EXERCISE REQUIREMENTS: Copy out the data below as written; omit any images.

Referring expression data:

"""

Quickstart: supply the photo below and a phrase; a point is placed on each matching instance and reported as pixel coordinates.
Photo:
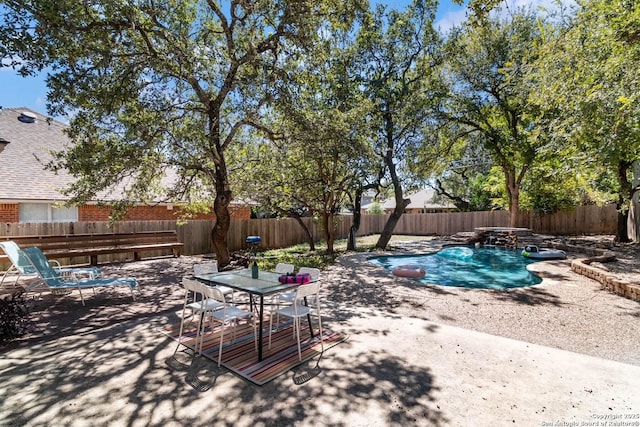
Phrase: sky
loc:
(31, 92)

"""

ANSWER SECTION:
Quickstart: supply the photo below and a phrase; a point is placed on each matching instance and reported as pixel coordinates.
Photo:
Phrase: sky
loc:
(31, 92)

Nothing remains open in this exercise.